**Extracted text**
From 1b7658959207d8cc2ddae632927174f610f4ebf4 Mon Sep 17 00:00:00 2001
From: Ilya Kreymer <ikreymer@gmail.com>
Date: Sun, 23 Mar 2025 02:10:11 -0700
Subject: [PATCH 08/13] try increasing batch size

---
 backend/btrixcloud/storages.py | 2 +-
 1 file changed, 1 insertion(+), 1 deletion(-)

diff --git a/backend/btrixcloud/storages.py b/backend/btrixcloud/storages.py
index 4253b5a669..78d1e6b7ab 100644
--- a/backend/btrixcloud/storages.py
+++ b/backend/btrixcloud/storages.py
@@ -524,7 +524,7 @@ async def get_presigned_urls_bulk(
         urls = []
 
         futures = []
-        num_batch = 8
+        num_batch = 16
 
         now = dt_now()
 

From 4c7cc72f9ebfcaf5391c566eb5cb67a542cb99d1 Mon Sep 17 00:00:00 2001
From: Ilya Kreymer <ikreymer@gmail.com>
Date: Sun, 23 Mar 2025 02:15:49 -0700
Subject: [PATCH 09/13] fix

---
 backend/btrixcloud/colls.py | 2 --
 1 file changed, 2 deletions(-)

diff --git a/backend/btrixcloud/colls.py b/backend/btrixcloud/colls.py
index c51b6e824f..afc82ccabc 100644
--- a/backend/btrixcloud/colls.py
+++ b/backend/btrixcloud/colls.py
@@ -597,8 +597,6 @@ async def get_collection_crawl_resources(
 
         sign_files = []
 
-        crawl_id = None
-
         async for result in cursor:
             mapping = {}
             # create mapping of filename -> file data

From 0a0cd623a6dff3e7bfc5fefce785d22d8d313657 Mon Sep 17 00:00:00 2001
From: Ilya Kreymer <ikreymer@gmail.com>
Date: Sun, 23 Mar 2025 03:13:31 -0700
Subject: [PATCH 10/13] presign batch size configurable

---
 backend/btrixcloud/storages.py | 6 ++++--
 chart/templates/configmap.yaml | 2 ++
 2 files changed, 6 insertions(+), 2 deletions(-)

**To do**
**1.** In the patch series, what new value does num_batch get in storages.py?
**2.** Pick up the patch series right after its last line and keep it going.

**Supplied records**
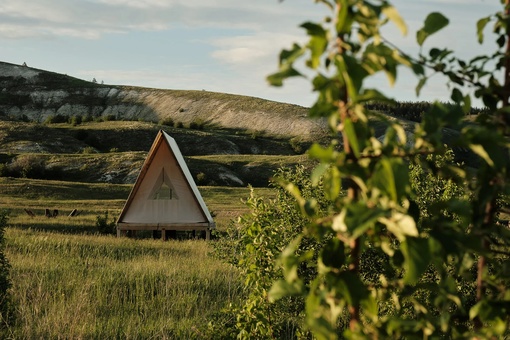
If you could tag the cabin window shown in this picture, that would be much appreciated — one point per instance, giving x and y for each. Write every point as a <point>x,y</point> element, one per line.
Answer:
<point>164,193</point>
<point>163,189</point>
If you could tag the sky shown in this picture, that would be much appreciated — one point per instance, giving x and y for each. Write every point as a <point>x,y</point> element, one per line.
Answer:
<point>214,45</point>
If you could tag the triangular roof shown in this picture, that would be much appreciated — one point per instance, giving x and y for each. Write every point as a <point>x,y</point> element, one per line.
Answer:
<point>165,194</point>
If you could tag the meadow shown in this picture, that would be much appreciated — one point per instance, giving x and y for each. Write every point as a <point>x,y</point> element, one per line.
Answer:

==

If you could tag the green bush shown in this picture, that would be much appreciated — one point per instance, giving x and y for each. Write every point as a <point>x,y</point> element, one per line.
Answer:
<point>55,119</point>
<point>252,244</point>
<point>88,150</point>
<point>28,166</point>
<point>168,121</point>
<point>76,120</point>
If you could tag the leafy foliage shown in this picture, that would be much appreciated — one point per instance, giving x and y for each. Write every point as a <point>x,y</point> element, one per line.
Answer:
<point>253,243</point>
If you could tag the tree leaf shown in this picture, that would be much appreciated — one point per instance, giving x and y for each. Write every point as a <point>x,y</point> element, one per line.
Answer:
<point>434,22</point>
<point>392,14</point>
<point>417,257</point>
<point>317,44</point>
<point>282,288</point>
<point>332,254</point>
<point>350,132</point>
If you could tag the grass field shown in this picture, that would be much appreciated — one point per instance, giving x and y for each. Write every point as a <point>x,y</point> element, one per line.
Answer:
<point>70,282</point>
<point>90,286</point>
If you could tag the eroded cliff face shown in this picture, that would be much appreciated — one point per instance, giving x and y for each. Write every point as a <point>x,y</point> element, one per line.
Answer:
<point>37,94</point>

**Expected responses**
**1.** 16, up from 8.

**2.**
diff --git a/backend/btrixcloud/storages.py b/backend/btrixcloud/storages.py
index 78d1e6b7ab..41feee02c9 100644
--- a/backend/btrixcloud/storages.py
+++ b/backend/btrixcloud/storages.py
@@ -70,7 +70,7 @@
 
 
 # ============================================================================
-# pylint: disable=broad-except,raise-missing-from
+# pylint: disable=broad-except,raise-missing-from,too-many-instance-attributes
 class StorageOps:
     """All storage handling, download/upload operations"""
 
@@ -104,6 +104,8 @@ def __init__(self, org_ops, crawl_manager, mdb) -> None:
         default_namespace = os.environ.get("DEFAULT_NAMESPACE", "default")
         self.frontend_origin = f"{frontend_origin}.{default_namespace}"
 
+        self.presign_batch_size = int(os.environ.get("PRESIGN_BATCH_SIZE", 8))
+
         with open(os.environ["STORAGES_JSON"], encoding="utf-8") as fh:
             storage_list = json.loads(fh.read())
 
@@ -524,7 +526,7 @@ async def get_presigned_urls_bulk(
         urls = []
 
         futures = []
-        num_batch = 16
+        num_batch = self.presign_batch_size
 
         now = dt_now()
 
diff --git a/chart/templates/configmap.yaml b/chart/templates/configmap.yaml
index 9fd4188e8b..82edc1a054 100644
--- a/chart/templates/configmap.yaml
+++ b/chart/templates/configmap.yaml
@@ -90,6 +90,8 @@ data:
 
   REPLICA_DELETION_DELAY_DAYS: "{{ .Values.replica_deletion_delay_days | default 0 }}"
 
+  PRESIGN_BATCH_SIZE: "{{ .Values.presign_batch_size | default 8 }}"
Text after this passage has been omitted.